[start Page extract]
I'm not quite sure what you mean by the "z plane"; do you mean that its heading is at an angle of 0 degrees to the z-axis? In that case there are at least two ways you could approach the problem. If your displacement vector is d, then if its angle to the z-axis is 0 (i.e. it is parallel to the z-axis), you have ‖d‖ = d · k = d_{z} (where k is your unit vector in the z-axis), so if ‖d‖ = 1, you must have d = (0, 0, 1). A second, more straightforward method is this: You know that your displacement vector in spherical coordinates is (r, θ, ϕ) = (1, 0, 0). Then you could transform from spherical coordinates to Cartesian coordinates: x = r sin θ cos ϕ y = r sin θ sin ϕ z = r cos θfrom which you would get x = 0, y = 0, and z = 1.
Another way is to use the "direction angles", the angles the vector makes with with each of the axes, say [itex]\theta_x[/itex], [itex]\theta_y[/itex], [itex]\theta_z[/itex]. Of course there are three angles when, as said above[, you need only two, so those are not independent: for any vector, [itex]cos^2(\theta_x)+ cos^2(\theta_y)+ cos^2(\theta_z)= 1[/itex] so the components of a unit vector are just its "direction cosines".
ok, starting to make sense but how exactly did you figure out x = r sin θ cos ϕ y = r sin θ sin ϕ z = r cos θ because x = 0, y = 0, and z = 1 is the exact answer and I want to know your method you used to figure out those formulas, and do you have to use trig? also, i have a question related to 2d math. If you consider a similar problem where an object lies at (0,0) and has a heading of 45 degrees and its distance is 1 than the new x,y co-ord should be (0.5,0.5) right? but when you do the trig it gives you (0.707,0.707) which one is right?
You can derive the relations for spherical coordinates using some trigonometry. Wikipedia has them but unfortunately doesn't show a derivation; here's a rough sketch of how it works: Let's say you have a vector r specified in spherical coordinates by (r, θ, ϕ), where r is the length, θ is the angle to the z-axis, and ϕ is the angle you get in the xy-plane by projecting r onto the xy-plane. (See the first figure on the Wikipedia article for an idea of what this looks like.) The dotted triangle has three sides: the vector r itself, the vertical side which has length z, and the bottom side being a vector that we'll call, say, r', with length r'. Trigonometry gives z = r cos θ and r' = r sin θ. Now this r' vector is entirely in the xy-plane, and its x and y components are the same as those of r, so you end up with x = r' cos ϕ and y = r' sin ϕ. Putting r' = r sin θ gives the result. For your second question, (0.707, 0.707) is correct. If you check the length of (0.5, 0.5), you get about 0.707 by the Pythagorean theorem, not 1.
[end Page extract]
[start Extracted information]
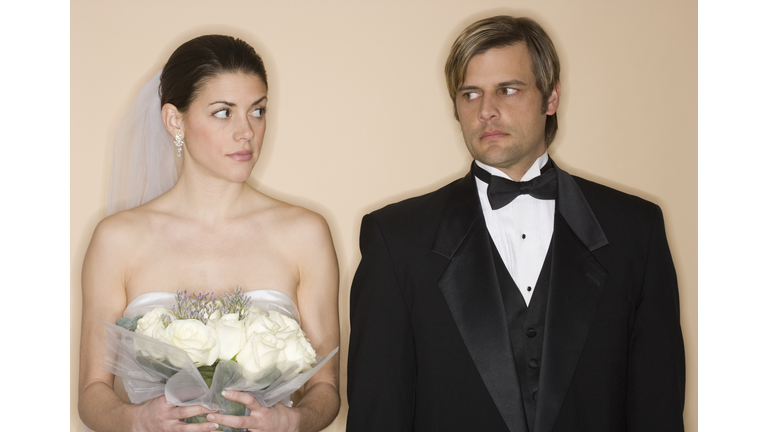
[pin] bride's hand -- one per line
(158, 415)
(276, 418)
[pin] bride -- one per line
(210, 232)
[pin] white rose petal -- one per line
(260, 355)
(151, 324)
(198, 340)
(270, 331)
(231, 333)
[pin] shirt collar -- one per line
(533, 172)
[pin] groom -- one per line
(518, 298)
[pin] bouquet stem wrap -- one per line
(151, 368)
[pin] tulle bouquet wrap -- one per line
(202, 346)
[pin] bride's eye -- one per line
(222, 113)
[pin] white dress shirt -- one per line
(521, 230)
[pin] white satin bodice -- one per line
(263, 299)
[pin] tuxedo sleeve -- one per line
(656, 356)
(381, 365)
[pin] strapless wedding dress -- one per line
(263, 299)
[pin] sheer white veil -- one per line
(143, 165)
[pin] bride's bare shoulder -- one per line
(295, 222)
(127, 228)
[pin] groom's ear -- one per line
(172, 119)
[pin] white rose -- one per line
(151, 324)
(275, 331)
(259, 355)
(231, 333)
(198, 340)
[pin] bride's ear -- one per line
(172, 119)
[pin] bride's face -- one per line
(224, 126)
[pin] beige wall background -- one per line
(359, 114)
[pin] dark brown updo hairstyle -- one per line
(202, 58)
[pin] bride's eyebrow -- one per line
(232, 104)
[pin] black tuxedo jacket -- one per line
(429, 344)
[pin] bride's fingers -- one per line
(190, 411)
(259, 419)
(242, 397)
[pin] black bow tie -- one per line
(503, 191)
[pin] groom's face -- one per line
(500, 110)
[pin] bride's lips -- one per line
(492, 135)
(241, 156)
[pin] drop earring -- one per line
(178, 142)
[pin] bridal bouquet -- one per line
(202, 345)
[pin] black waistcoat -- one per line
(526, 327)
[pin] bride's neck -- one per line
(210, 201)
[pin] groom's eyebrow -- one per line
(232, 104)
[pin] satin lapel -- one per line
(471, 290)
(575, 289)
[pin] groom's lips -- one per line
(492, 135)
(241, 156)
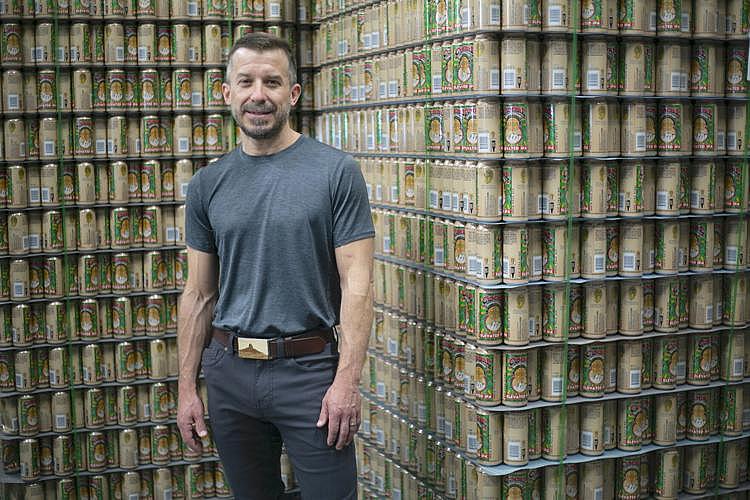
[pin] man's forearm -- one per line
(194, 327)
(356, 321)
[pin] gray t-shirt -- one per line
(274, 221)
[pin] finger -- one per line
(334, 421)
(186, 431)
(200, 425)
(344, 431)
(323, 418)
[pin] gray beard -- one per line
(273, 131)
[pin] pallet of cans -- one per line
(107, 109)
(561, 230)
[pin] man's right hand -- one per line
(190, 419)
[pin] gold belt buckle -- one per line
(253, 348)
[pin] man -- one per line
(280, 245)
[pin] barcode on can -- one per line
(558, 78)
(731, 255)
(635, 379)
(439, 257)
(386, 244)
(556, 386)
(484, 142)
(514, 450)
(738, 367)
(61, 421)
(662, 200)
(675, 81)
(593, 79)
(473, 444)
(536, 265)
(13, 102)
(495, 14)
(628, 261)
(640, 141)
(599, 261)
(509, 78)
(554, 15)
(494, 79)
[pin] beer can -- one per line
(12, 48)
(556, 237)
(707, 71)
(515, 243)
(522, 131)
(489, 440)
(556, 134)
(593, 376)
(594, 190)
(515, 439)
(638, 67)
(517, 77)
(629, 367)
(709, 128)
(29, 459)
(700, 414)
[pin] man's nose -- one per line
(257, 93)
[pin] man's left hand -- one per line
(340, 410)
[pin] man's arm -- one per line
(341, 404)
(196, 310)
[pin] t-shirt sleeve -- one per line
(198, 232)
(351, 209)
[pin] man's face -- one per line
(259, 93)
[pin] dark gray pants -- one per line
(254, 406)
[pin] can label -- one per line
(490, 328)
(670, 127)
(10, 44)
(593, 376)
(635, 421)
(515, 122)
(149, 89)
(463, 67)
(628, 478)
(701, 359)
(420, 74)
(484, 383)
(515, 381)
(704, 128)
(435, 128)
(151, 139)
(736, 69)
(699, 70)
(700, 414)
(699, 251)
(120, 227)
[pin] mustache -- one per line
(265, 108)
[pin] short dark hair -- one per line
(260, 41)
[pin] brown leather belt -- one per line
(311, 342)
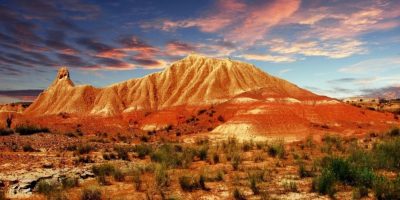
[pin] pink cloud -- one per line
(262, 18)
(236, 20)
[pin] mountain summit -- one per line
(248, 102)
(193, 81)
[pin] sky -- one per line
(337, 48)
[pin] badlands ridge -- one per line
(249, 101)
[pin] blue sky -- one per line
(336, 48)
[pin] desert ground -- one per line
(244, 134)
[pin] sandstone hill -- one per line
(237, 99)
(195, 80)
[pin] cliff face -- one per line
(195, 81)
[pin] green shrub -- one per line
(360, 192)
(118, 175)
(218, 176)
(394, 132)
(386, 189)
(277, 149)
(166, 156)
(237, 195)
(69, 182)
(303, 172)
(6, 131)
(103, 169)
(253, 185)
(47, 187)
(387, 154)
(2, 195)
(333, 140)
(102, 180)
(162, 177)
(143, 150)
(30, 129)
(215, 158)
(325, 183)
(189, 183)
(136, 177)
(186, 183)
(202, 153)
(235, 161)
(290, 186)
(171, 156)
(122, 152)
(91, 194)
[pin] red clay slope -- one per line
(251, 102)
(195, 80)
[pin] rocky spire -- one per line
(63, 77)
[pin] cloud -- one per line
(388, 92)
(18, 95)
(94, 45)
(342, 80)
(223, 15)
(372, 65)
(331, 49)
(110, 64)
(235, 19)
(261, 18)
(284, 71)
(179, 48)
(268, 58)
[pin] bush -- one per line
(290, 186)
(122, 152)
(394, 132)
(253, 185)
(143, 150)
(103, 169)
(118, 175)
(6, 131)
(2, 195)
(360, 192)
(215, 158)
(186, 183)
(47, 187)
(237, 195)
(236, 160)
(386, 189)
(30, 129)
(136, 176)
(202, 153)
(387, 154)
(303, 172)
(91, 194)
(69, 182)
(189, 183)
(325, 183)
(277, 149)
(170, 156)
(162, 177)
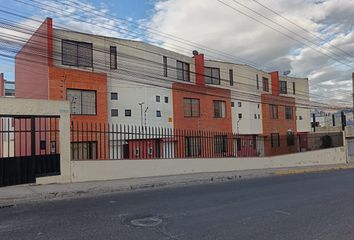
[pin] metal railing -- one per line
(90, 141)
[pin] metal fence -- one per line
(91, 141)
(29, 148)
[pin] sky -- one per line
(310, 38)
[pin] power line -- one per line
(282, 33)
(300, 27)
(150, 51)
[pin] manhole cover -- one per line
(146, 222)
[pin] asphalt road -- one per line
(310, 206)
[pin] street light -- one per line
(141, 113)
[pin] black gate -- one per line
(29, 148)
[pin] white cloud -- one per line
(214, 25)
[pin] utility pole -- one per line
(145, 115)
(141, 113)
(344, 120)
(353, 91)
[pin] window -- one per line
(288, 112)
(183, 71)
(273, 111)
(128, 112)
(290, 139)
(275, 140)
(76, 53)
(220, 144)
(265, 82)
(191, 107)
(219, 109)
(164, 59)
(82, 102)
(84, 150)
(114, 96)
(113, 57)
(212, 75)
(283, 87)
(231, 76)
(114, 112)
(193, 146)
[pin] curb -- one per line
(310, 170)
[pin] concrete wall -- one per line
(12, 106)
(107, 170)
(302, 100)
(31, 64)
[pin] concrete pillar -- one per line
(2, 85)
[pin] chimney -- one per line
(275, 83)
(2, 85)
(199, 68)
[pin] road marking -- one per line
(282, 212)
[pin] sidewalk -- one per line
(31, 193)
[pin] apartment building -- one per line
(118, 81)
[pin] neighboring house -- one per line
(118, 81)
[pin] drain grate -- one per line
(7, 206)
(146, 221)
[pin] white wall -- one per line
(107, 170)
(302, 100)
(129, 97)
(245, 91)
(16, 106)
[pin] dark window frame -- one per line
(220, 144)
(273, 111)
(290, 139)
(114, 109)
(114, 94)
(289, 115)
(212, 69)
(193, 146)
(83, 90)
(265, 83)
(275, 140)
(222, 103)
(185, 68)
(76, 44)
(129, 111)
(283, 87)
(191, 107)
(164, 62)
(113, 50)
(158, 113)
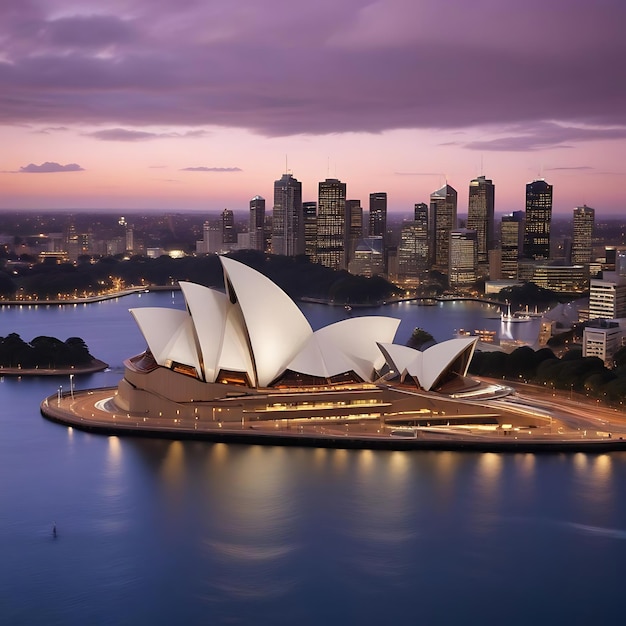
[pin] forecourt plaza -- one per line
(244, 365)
[end Extracted information]
■ **What you will do**
**A)** In the thread on spherical coordinates, what length does the Pythagorean theorem give for (0.5, 0.5)?
**B)** Say whether each statement agrees with the thread on spherical coordinates, answering yes or no and quoting the words that decide it: (i) the three direction angles of a vector are independent of one another; (ii) θ is the angle to the z-axis; (iii) Wikipedia shows a derivation of the spherical coordinate relations.
**C)** Pick up the thread on spherical coordinates right after its final sentence and continue it.

■ **Final results**
**A)** About 0.707, not 1.

**B)**
(i) No: "so those are not independent"
(ii) Yes: "θ is the angle to the z-axis"
(iii) No: "Wikipedia has them but unfortunately doesn't show a derivation"

**C)**
so your saying that if you travelled 1 metre on a 45 degree angle you would travel 0.5 m on the x axis and the y axis or 0.707 m on the x and y axis because 0.5 m makes much more sense.
It would be 0.707 m. If you move in a straight line such that your positions along the x- and y-axes each change by 0.5 m, you will have traveled 0.707 m. If you first went 0.5 m in the x direction and then 0.5 m in the y direction, then yes, the distance you traveled would be 1 m, but the displacement from the original location would only be 0.707 m (because you didn't go in a straight line).
ok I think i understand so if an object travels 1 m on a 45 degree angle from (0,0) it is now at (0.707, 0.707)? now im starting to wonder where did sin cos and tan come from and how do they actually work in 2D cuz i dont really just like using them without understanding them.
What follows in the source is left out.